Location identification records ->
----------
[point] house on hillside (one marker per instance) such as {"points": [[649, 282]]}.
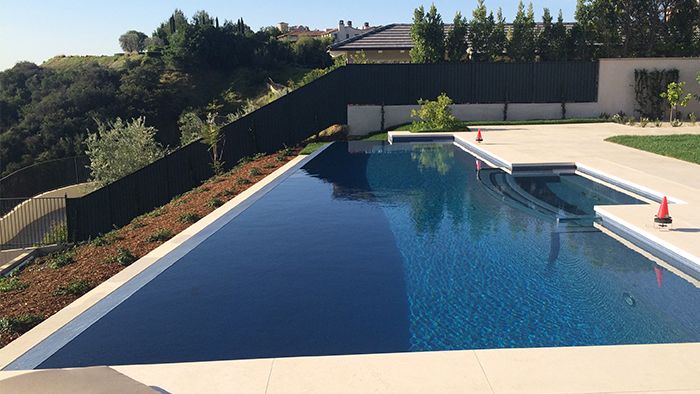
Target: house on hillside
{"points": [[343, 32], [390, 43]]}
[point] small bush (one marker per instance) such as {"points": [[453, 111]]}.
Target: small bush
{"points": [[215, 203], [123, 257], [160, 235], [19, 324], [57, 234], [76, 288], [11, 284], [189, 217], [156, 212], [618, 118], [107, 239], [61, 259], [434, 115]]}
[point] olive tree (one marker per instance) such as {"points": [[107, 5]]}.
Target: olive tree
{"points": [[133, 41], [119, 148]]}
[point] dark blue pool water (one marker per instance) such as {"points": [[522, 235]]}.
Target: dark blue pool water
{"points": [[375, 248]]}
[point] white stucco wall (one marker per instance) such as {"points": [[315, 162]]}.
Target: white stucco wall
{"points": [[615, 93]]}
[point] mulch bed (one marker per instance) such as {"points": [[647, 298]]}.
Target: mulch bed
{"points": [[94, 262]]}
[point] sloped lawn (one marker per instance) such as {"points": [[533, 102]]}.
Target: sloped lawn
{"points": [[680, 146]]}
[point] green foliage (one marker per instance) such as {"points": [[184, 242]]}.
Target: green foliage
{"points": [[56, 234], [123, 257], [133, 41], [523, 40], [61, 259], [189, 217], [19, 324], [481, 33], [75, 288], [106, 239], [11, 284], [680, 146], [215, 203], [119, 148], [311, 148], [456, 40], [648, 86], [676, 97], [428, 34], [435, 114], [160, 235]]}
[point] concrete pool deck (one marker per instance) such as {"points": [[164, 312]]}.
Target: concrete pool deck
{"points": [[621, 369], [668, 368], [585, 146]]}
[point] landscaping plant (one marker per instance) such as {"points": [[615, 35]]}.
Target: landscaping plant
{"points": [[676, 98], [434, 115]]}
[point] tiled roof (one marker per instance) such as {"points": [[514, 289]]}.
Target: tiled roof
{"points": [[393, 36]]}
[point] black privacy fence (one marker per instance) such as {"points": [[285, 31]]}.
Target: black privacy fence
{"points": [[42, 177], [32, 222], [316, 106]]}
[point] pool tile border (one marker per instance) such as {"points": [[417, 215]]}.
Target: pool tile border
{"points": [[35, 346]]}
----------
WORK INSTRUCTIONS -> Starting at the line that contains "[point] mulch bed" and ending at the last of the records, give each request and its answer as one row of a two-column CSV with the columns request and answer. Put each in a single quoted field, and replace line breaks with spaces.

EXERCISE RESPONSE ->
request,answer
"[point] mulch bed (one marker per instance) such as {""points"": [[647, 298]]}. Target: mulch bed","{""points"": [[94, 262]]}"
"[point] sloped lawn (one marker per instance) such as {""points"": [[533, 102]]}. Target: sloped lawn","{""points"": [[680, 146]]}"
"[point] green foliage (one marker per instance) such as {""points"": [[184, 242]]}. Target: green foliage","{""points"": [[56, 234], [123, 257], [133, 41], [523, 40], [61, 259], [189, 217], [19, 324], [481, 33], [75, 288], [106, 239], [11, 284], [680, 146], [215, 203], [119, 148], [311, 148], [456, 40], [648, 86], [676, 97], [428, 34], [435, 114], [160, 235]]}"
"[point] concrete pool deck (one marker per instance) such as {""points"": [[164, 312]]}. Target: concrete pool deck","{""points"": [[621, 369], [668, 368], [585, 146]]}"
"[point] landscaping plant (one marker per instance) such as {""points"": [[615, 35]]}. Target: landscaping plant","{""points"": [[676, 98], [434, 115]]}"
"[point] tiled roof (one marker per instance) such as {""points"": [[514, 289]]}. Target: tiled roof","{""points"": [[393, 36]]}"
"[point] black privacy fence (one marker per instance) such as {""points"": [[285, 31]]}. Target: black privacy fence","{""points"": [[42, 177], [32, 222], [316, 106]]}"
"[point] pool tile border (one marker per instance) such as {""points"": [[417, 215]]}. Target: pool tile border","{""points"": [[35, 346]]}"